— Start RECORDS TO PROCESS —

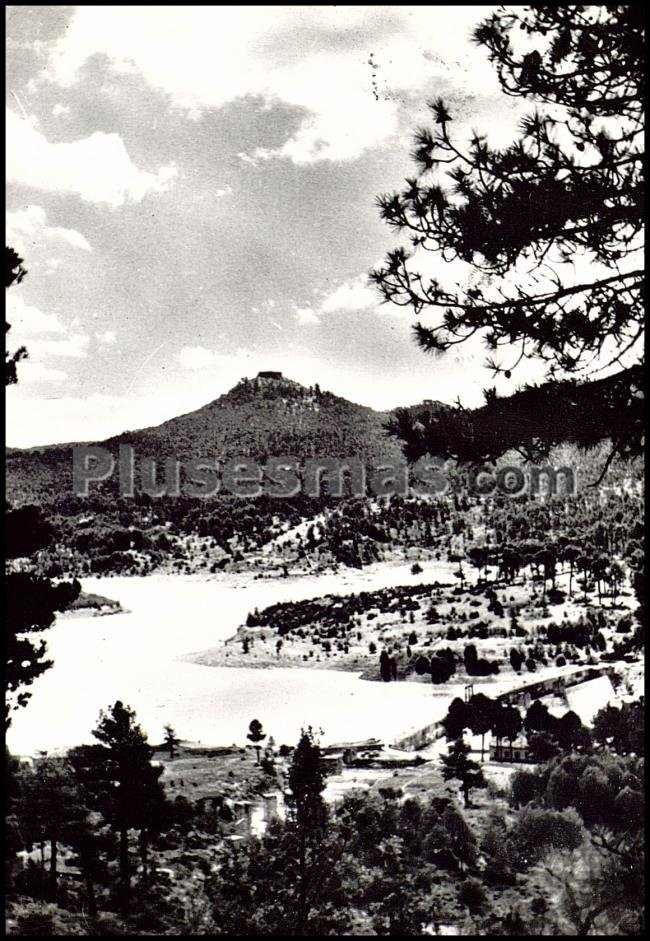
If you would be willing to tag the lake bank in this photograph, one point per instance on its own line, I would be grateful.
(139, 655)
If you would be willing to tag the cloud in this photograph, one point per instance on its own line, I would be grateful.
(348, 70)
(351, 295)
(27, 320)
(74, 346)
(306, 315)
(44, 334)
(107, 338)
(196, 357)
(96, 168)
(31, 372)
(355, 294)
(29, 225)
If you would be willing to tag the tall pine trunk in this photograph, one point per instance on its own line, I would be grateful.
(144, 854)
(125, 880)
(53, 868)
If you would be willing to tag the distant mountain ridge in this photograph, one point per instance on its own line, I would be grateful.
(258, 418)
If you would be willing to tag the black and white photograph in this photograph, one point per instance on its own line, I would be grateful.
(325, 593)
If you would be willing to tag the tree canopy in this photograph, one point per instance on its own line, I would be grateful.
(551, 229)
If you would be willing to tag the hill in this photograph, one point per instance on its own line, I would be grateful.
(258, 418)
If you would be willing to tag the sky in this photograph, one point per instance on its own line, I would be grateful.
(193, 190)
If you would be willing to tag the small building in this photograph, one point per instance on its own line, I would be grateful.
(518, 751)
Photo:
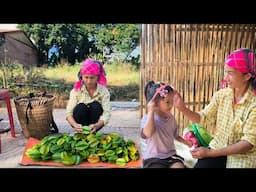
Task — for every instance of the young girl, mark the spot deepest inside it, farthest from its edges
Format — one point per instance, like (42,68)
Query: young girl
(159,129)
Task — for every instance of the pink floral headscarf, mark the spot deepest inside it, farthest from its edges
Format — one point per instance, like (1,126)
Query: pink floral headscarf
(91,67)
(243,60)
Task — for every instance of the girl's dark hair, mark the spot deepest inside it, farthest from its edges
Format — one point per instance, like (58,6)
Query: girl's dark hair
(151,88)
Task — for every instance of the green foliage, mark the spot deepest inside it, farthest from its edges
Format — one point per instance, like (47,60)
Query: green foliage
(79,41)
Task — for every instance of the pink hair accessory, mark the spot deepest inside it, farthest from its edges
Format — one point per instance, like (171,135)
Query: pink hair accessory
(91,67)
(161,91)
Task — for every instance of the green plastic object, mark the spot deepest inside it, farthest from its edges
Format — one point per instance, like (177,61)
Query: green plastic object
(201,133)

— End RECORDS TO PROCESS —
— Start RECORDS TO PROCESS —

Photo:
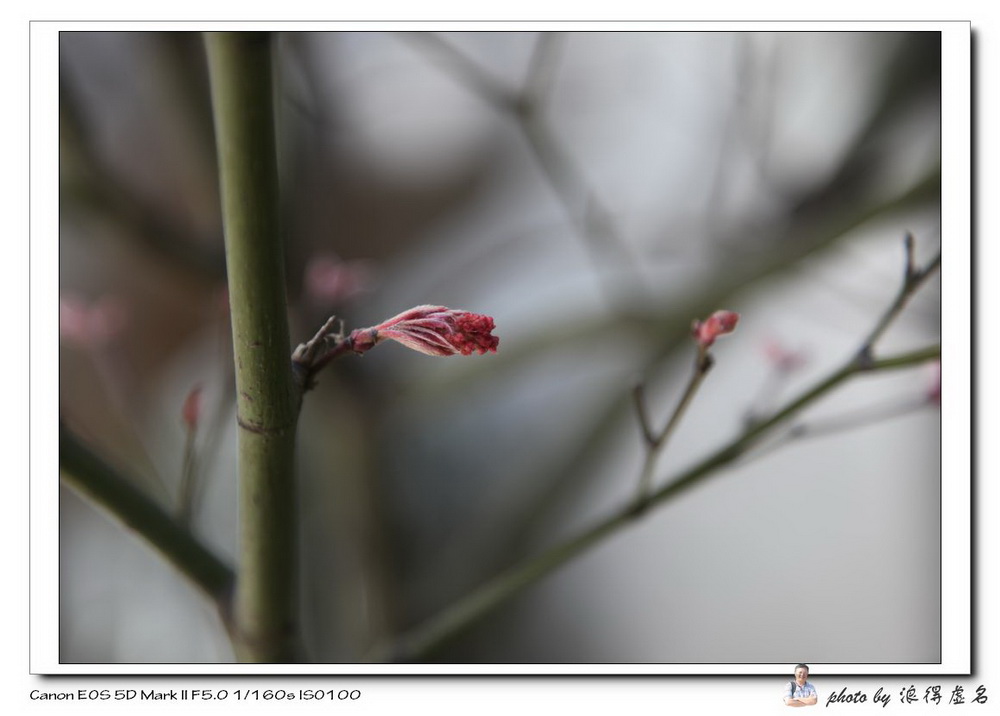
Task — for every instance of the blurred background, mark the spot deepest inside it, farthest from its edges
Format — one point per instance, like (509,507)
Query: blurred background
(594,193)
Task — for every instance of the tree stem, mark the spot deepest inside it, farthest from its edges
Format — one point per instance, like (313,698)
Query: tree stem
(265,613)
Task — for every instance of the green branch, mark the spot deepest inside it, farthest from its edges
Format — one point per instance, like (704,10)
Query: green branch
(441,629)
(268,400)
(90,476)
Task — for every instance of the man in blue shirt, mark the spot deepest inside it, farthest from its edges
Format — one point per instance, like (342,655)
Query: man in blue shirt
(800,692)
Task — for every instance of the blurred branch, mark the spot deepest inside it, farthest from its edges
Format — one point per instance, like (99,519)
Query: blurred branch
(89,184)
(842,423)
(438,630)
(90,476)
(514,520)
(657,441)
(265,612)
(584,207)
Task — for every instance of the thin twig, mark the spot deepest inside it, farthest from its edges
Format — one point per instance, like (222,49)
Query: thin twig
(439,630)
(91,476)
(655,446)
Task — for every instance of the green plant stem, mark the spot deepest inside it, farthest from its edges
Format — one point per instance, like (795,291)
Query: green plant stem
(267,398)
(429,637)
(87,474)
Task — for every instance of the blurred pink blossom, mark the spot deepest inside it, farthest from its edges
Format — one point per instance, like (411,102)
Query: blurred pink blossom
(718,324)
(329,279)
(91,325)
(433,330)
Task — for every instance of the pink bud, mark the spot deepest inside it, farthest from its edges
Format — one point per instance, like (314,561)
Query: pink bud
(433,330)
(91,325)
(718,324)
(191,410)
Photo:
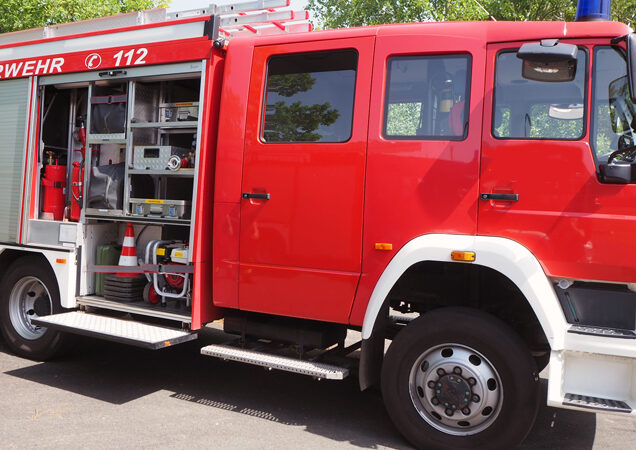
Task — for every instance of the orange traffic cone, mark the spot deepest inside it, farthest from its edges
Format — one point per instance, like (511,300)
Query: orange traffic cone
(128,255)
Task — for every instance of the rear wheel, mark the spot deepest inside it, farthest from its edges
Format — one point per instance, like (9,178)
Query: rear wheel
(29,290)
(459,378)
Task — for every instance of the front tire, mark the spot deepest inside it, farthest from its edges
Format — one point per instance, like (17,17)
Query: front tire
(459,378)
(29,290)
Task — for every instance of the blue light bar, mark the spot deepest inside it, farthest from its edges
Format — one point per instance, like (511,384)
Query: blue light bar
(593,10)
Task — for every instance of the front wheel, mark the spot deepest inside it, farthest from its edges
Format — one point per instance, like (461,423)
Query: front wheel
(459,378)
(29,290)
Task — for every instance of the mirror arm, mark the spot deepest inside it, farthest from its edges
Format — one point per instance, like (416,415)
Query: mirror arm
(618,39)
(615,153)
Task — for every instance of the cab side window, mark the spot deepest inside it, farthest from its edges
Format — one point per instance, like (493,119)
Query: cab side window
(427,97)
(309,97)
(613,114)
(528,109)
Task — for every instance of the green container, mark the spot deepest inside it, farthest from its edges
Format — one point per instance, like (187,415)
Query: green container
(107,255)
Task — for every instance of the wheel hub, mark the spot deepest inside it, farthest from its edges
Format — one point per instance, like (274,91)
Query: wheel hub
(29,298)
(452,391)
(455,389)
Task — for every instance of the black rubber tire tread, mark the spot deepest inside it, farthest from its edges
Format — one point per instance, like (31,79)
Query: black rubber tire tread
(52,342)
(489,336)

— End RECORDS TO PROCESS —

* GOAL OF THE EXERCISE *
List every row above that contains the string "twig". Case counts.

* TASK RESPONSE *
Task — for every instance of the thin twig, mark the spot deepest inside it, farthest from its edges
Query: thin twig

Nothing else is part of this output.